## 目標 A
スポットネットワーク配電方式の文章について、次の(i)〜(iii)は内容と合っていますか。それぞれ「はい」か「いいえ」で答え、決め手となる文章中の語句をそのまま引用してください。
(i) ネットワークプロテクタは、プロテクタ遮断器、プロテクタヒューズ及び保護リレーから構成される。
(ii) ネットワークプロテクタが備えている特性は二つである。
(iii) 各低圧部はネットワークプロテクタを経て直列に接続される。
## 目標 B
スポットネットワーク配電方式の文章を、最後の文の次から書き進めてもらえますか。

## 文書抜粋

《電力》〈配電〉[H24:問4]スポットネットワーク配電方式の特徴に関する空欄穴埋問題

【問題】

【難易度】★★☆☆☆(やや易しい)

次の文章は,スポットネットワーク配電方式の特徴に関する記述である。文中の\( \ \fbox{$\hskip3em\Rule{0pt}{0.8em}{0em}$} \ \)に当てはまる最も適切なものを解答群の中から選びなさい。

スポットネットワーク方式は,複数の配電線から分岐線をいずれも\( \ \fbox {  (1)  } \ \)引き込みし,それぞれ受電用\( \ \fbox {  (2)  } \ \)を経てネットワーク変圧器に接続される。各低圧部はネットワークプロテクタを経て並列に接続し,ネットワーク母線を構成する。

ネットワークプロテクタは,プロテクタ遮断器,プロテクタヒューズ及び保護リレーから構成され,逆電力遮断特性,差電圧投入特性,無電圧投入特性の三つの特性を備えている。

このうち,差電圧投入特性とは,逆電力遮断により,プロテクタ遮断器が開放され,かつネットワーク母線が充電されている状態で,プロテクタ遮断器の変圧器側の電圧がネットワーク母線側の電圧\( \ \fbox {  (3)  } \ \),かつ適正な位相にあるとき,その差電圧と位相差を検出してプロテクタ遮断器を投入する特性をいう。

## 提供資料
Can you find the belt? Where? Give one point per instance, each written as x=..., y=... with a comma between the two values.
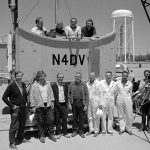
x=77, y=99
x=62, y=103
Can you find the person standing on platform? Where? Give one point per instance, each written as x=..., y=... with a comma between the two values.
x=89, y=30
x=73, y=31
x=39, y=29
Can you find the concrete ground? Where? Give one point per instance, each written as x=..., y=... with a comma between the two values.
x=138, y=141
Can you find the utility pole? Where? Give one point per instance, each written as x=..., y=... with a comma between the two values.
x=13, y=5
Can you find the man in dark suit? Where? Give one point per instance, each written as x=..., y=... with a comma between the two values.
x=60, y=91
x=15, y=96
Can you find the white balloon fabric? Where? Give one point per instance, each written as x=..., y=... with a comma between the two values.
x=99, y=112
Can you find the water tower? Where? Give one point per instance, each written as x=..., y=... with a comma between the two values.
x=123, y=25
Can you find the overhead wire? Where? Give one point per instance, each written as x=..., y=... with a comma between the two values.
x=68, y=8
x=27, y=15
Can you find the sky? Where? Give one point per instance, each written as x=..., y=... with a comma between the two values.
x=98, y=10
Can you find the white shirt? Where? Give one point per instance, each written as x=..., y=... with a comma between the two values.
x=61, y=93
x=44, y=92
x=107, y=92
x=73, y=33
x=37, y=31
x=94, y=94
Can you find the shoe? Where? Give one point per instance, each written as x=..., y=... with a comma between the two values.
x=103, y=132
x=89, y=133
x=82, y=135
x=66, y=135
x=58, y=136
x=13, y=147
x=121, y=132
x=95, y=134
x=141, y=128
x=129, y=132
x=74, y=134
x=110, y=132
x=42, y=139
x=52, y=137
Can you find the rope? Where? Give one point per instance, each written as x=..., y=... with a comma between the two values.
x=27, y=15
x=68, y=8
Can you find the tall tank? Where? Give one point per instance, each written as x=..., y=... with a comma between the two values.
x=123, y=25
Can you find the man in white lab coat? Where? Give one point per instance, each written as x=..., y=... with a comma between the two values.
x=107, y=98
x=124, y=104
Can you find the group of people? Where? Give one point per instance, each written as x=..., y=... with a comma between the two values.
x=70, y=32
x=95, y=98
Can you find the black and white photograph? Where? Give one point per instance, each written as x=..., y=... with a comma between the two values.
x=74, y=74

## 出力 A
(i) はい:「ネットワークプロテクタは,プロテクタ遮断器,プロテクタヒューズ及び保護リレーから構成され」
(ii) いいえ:「逆電力遮断特性,差電圧投入特性,無電圧投入特性の三つの特性を備えている」
(iii) いいえ:「各低圧部はネットワークプロテクタを経て並列に接続し」

## 出力 B
一般に,スポットネットワーク方式は,高圧又は特別高圧側は多回線で供給するため,供給路の\( \ 1 \ \)回線が停電しても無停電供給が可能であり,信頼度が高い。ただし,負荷に大きな\( \ \fbox {  (4)  } \ \)を発生する回転機があると逆電力によりネットワークプロテクタが不必要な動作をするおそれがある。この対策として,多回線同時に逆電力が発生した場合は保護リレーを\( \ \fbox {  (5)  } \ \)とか,ダミー負荷で\( \ \fbox {  (4)  } \ \)を消費するなどの方法がある。

〔問4の解答群〕
\[
\begin{eqnarray}
&(イ)& \pi     &(ロ)& 計量器     &(ハ)& ロックする \\[ 5pt ] &(ニ)& \mathrm {T}     &(ホ)& と等しく        &(ヘ)& 回生電力 \\[ 5pt ] &(ト)& 二 重     &(チ)& 損 失     &(リ)& 遮断器 \\[ 5pt ] &(ヌ)& 断路器     &(ル)& 無効電力     &(ヲ)& より高く \\[ 5pt ] &(ワ)& 動作させる       &(カ)& 短絡する     &(ヨ)& より低く \\[ 5pt ] \end{eqnarray}
\]

【ワンポイント解説】

スポットネットワーク配電方式に関する問題です。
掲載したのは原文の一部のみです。